| SOURCE TEXT |

Shower sex is one of those things that sound great in theory, but are a little tricky in practice (also see: car sex). Especially if you’re parenting young kids, or tweens, or teens, basically if you’re parenting at all and the threat of being walked in on is real. Then there are the physical limitations of having sex in the shower. First of all, it usually involves doing it while standing up, which comes with its own set of challenges. On top of that, everything is slippery and wet, and let’s face it: those rubber flowers you put on the bottom of the shower to help stop you from falling aren’t exactly setting the mood. Add in the fact that shower sex usually involves one person being outside the stream of warm water, shivering in the cold. Rude.
But there are also plenty of pros, like not having to clean anything up afterwards, and knowing your partner is clean and smells good. If you’re a parent trying to get in a quickie after the kids go to sleep, you’ll want to pay attention to this one. If you’re wondering how to have shower sex, here are some tips and positions that will spice up your sex life.

| PROVIDED INFORMATION |
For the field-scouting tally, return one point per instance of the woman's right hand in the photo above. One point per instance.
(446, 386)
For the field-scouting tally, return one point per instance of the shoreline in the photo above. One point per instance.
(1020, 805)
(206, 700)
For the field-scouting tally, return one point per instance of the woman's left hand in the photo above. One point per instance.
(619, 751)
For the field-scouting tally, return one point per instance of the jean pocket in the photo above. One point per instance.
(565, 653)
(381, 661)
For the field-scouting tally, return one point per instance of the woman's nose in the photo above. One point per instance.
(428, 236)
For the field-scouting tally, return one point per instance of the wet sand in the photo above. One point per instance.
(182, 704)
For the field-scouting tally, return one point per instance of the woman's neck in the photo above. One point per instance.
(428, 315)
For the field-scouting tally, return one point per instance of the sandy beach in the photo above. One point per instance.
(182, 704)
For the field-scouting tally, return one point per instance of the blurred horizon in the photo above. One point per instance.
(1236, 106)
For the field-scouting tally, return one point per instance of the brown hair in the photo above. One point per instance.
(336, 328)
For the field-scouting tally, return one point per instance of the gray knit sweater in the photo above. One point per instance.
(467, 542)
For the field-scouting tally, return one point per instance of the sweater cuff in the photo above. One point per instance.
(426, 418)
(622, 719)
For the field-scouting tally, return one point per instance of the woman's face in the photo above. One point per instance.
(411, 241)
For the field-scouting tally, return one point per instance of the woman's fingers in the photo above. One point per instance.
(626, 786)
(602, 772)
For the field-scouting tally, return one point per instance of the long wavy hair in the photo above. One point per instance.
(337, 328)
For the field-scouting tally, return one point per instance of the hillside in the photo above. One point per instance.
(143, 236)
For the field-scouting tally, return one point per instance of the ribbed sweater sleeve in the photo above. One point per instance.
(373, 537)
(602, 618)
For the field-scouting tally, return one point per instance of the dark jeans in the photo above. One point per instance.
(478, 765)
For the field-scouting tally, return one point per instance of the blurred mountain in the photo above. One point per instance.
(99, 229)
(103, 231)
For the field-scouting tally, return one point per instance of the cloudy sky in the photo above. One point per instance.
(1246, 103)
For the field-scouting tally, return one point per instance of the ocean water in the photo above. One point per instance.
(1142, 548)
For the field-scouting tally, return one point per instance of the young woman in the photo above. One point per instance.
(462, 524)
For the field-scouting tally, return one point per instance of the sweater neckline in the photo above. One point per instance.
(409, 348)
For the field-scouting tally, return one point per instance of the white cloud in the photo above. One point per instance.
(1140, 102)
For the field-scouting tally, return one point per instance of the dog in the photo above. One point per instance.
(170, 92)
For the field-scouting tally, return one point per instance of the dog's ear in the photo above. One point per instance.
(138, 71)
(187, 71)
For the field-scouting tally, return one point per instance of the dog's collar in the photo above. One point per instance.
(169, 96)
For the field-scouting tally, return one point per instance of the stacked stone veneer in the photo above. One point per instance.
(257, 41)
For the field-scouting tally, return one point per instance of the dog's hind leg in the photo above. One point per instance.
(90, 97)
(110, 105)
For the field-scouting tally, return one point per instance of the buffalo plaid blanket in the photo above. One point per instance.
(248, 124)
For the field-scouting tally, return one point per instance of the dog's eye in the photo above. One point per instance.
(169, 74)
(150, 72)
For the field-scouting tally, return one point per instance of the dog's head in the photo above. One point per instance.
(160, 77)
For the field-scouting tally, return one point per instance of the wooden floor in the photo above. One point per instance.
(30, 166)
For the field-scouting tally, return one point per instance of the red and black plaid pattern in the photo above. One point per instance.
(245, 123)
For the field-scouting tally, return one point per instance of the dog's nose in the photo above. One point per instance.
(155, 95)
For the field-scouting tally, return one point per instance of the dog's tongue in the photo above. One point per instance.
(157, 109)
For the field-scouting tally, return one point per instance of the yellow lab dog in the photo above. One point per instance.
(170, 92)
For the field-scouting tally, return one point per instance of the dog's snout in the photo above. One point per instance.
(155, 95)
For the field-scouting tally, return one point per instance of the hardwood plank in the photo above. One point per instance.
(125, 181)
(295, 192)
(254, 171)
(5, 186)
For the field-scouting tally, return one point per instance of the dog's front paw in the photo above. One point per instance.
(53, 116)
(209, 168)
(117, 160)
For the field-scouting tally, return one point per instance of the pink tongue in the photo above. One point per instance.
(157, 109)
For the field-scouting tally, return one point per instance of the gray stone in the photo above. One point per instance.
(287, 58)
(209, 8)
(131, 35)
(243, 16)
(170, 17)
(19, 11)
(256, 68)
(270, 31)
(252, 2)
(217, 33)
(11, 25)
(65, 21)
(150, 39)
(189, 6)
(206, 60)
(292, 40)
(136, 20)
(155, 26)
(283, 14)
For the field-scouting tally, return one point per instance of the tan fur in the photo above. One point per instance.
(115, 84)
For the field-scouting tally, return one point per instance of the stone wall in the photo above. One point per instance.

| WHAT NEEDS TO BE DONE |
Quote the passage on shower sex in full, word for word.

| OUTPUT OF THE EXERCISE |
Shower sex is one of those things that sound great in theory, but are a little tricky in practice (also see: car sex). Especially if you’re parenting young kids, or tweens, or teens, basically if you’re parenting at all and the threat of being walked in on is real. Then there are the physical limitations of having sex in the shower. First of all, it usually involves doing it while standing up, which comes with its own set of challenges. On top of that, everything is slippery and wet, and let’s face it: those rubber flowers you put on the bottom of the shower to help stop you from falling aren’t exactly setting the mood. Add in the fact that shower sex usually involves one person being outside the stream of warm water, shivering in the cold. Rude.
But there are also plenty of pros, like not having to clean anything up afterwards, and knowing your partner is clean and smells good. If you’re a parent trying to get in a quickie after the kids go to sleep, you’ll want to pay attention to this one. If you’re wondering how to have shower sex, here are some tips and positions that will spice up your sex life.